» Task statement:
How many lines in the items below contain the word "white"? Case counts, and the reply should be only the number.

» The input:
════

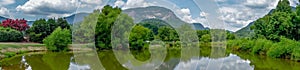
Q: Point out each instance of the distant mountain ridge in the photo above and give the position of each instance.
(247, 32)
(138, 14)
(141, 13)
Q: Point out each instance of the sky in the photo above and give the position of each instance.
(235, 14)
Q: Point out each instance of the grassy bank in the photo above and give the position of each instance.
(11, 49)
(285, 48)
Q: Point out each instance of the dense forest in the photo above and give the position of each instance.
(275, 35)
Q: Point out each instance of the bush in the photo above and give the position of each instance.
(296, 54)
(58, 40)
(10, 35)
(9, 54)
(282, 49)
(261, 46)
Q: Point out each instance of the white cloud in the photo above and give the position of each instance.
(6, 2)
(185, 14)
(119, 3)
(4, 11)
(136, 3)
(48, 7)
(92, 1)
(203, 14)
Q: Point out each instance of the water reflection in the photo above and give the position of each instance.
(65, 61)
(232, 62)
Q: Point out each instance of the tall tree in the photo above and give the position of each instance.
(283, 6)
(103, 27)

════

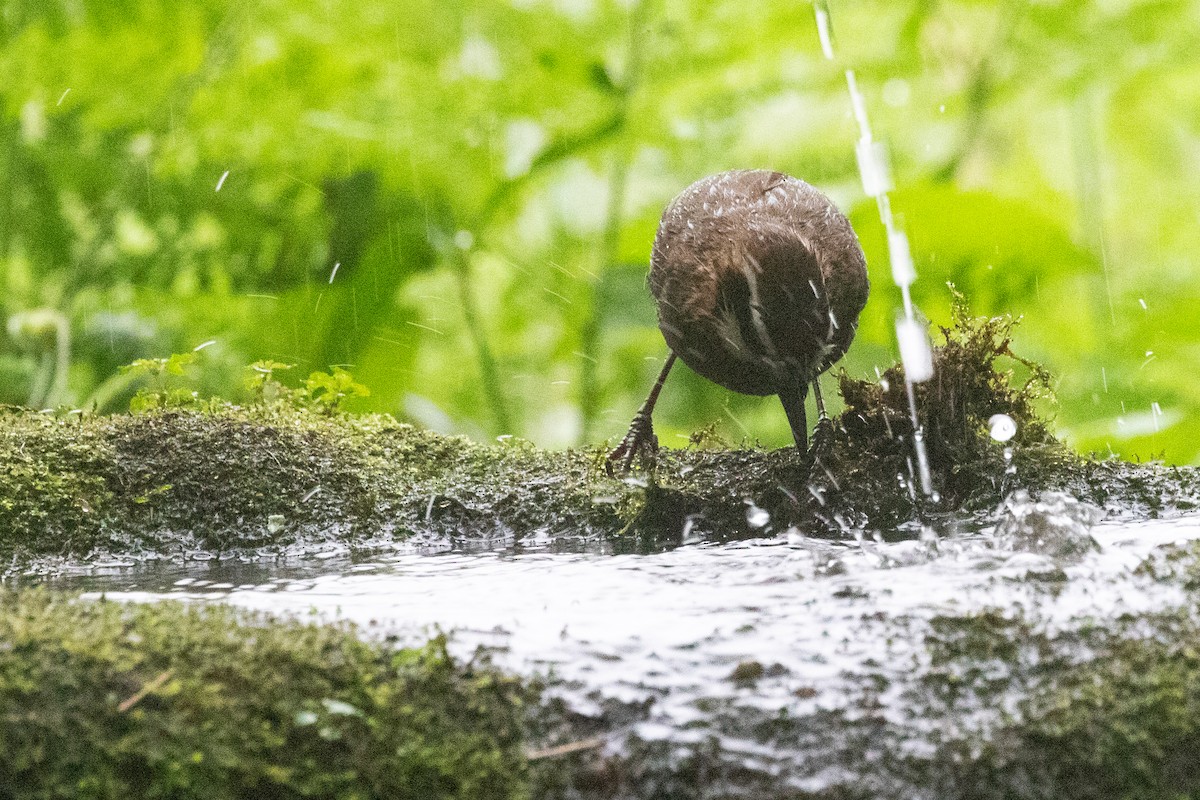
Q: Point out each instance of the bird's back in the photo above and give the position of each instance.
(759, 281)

════

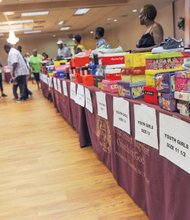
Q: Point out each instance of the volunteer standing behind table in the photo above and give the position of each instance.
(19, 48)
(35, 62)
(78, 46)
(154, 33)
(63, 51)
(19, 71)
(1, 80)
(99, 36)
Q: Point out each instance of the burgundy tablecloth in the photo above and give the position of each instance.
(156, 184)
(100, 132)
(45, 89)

════

» Task response:
1